- [TASK INSTRUCTIONS] Restate each entry word for word, leaving nothing out.

========================================================================

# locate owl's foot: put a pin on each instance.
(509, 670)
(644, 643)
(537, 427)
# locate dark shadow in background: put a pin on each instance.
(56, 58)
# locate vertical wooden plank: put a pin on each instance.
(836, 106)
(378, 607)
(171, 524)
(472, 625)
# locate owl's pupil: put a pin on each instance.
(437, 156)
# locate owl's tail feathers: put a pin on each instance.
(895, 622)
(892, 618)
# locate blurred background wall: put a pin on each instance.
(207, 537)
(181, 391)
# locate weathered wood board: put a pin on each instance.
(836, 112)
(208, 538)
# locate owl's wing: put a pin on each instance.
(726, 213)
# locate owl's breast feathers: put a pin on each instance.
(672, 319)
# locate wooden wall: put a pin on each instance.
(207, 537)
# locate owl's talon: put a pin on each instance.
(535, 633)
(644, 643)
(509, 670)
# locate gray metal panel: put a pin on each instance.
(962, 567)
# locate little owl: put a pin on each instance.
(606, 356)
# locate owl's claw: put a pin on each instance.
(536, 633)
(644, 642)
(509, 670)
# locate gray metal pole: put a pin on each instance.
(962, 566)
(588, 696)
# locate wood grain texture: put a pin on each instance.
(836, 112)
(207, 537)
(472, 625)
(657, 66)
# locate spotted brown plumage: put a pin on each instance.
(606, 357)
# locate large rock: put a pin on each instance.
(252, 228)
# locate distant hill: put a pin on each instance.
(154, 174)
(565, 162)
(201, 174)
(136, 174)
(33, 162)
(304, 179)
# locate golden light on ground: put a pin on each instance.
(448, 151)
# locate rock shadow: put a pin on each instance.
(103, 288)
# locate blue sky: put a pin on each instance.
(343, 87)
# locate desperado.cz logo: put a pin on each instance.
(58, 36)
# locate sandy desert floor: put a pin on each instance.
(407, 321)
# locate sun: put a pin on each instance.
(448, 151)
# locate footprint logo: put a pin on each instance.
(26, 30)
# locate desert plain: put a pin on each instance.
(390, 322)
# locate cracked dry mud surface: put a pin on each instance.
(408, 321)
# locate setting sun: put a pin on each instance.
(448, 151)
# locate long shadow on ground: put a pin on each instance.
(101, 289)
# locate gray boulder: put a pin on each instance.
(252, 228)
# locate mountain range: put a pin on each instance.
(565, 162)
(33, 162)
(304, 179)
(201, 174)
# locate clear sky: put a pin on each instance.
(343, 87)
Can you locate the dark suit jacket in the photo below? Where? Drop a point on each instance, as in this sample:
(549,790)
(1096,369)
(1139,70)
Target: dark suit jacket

========================================================================

- [WRITTEN SOLUTION]
# locate owl's foot: put a pin on each instance.
(509, 670)
(644, 643)
(537, 427)
# locate dark shadow in background: put a pin on each instance.
(56, 58)
# locate vertical wooden plank: put a pin on each instance.
(836, 106)
(378, 607)
(171, 524)
(472, 625)
# locate owl's pupil: put a pin on each instance.
(437, 156)
# locate owl's tail feathers: put a pin on each instance.
(895, 622)
(892, 618)
# locate blurred background wall: put a pin on each instance.
(207, 537)
(181, 391)
# locate weathered wood board: put a pin on each instance.
(836, 112)
(208, 538)
# locate owl's wing: put a pin on each instance.
(726, 213)
# locate owl's breast feathers: put a pin on each instance.
(672, 319)
# locate wooden wall: put a pin on each instance.
(207, 537)
# locate owl's talon: put a pin on each instance.
(535, 633)
(644, 643)
(509, 670)
# locate gray metal panel: put a pin on each instance.
(962, 567)
# locate little owl: put a pin on each instance.
(606, 356)
# locate owl's claw: put a pin on each instance.
(536, 633)
(644, 642)
(509, 670)
# locate gray metal pole: put a pin on each instance.
(962, 566)
(588, 696)
# locate wood grain texture: put a pin on each instance.
(836, 112)
(207, 537)
(472, 625)
(657, 66)
# locate spotted brown plumage: put a pin on each instance.
(606, 357)
# locate large rock: put a pin on each instance.
(252, 228)
# locate distant hill: put a pin on each instance.
(154, 174)
(565, 162)
(201, 174)
(136, 174)
(33, 162)
(304, 179)
# locate golden light on ground: put a pin on each instance.
(448, 151)
# locate rock shadow: put a pin on each instance.
(103, 288)
# locate blue sky: put a pin on each instance.
(343, 87)
# locate desperado.cz logo: put a pin on each instance.
(58, 36)
# locate sandy desert floor: put a pin on each instance.
(407, 321)
# locate sun: put a pin on each instance.
(448, 151)
# locate footprint logo: put a pin on each instance.
(26, 30)
# locate desert plain: put a pin on each instance.
(390, 322)
# locate cracked dry mud surface: put a pin on each instance.
(408, 321)
# locate setting sun: put a pin on each instance.
(448, 151)
# locate long shadow on ground: put a pin on each instance.
(101, 289)
# locate gray boulder: put a pin on each instance.
(252, 228)
# locate mountain range: put a pin on each instance.
(565, 162)
(33, 162)
(304, 179)
(201, 174)
# locate clear sky: put a pin on each instance.
(343, 87)
Can you locate the dark suit jacket in the photo below? Where? Drop a point on each instance, as in this sample:
(549,790)
(1096,369)
(1139,70)
Target: dark suit jacket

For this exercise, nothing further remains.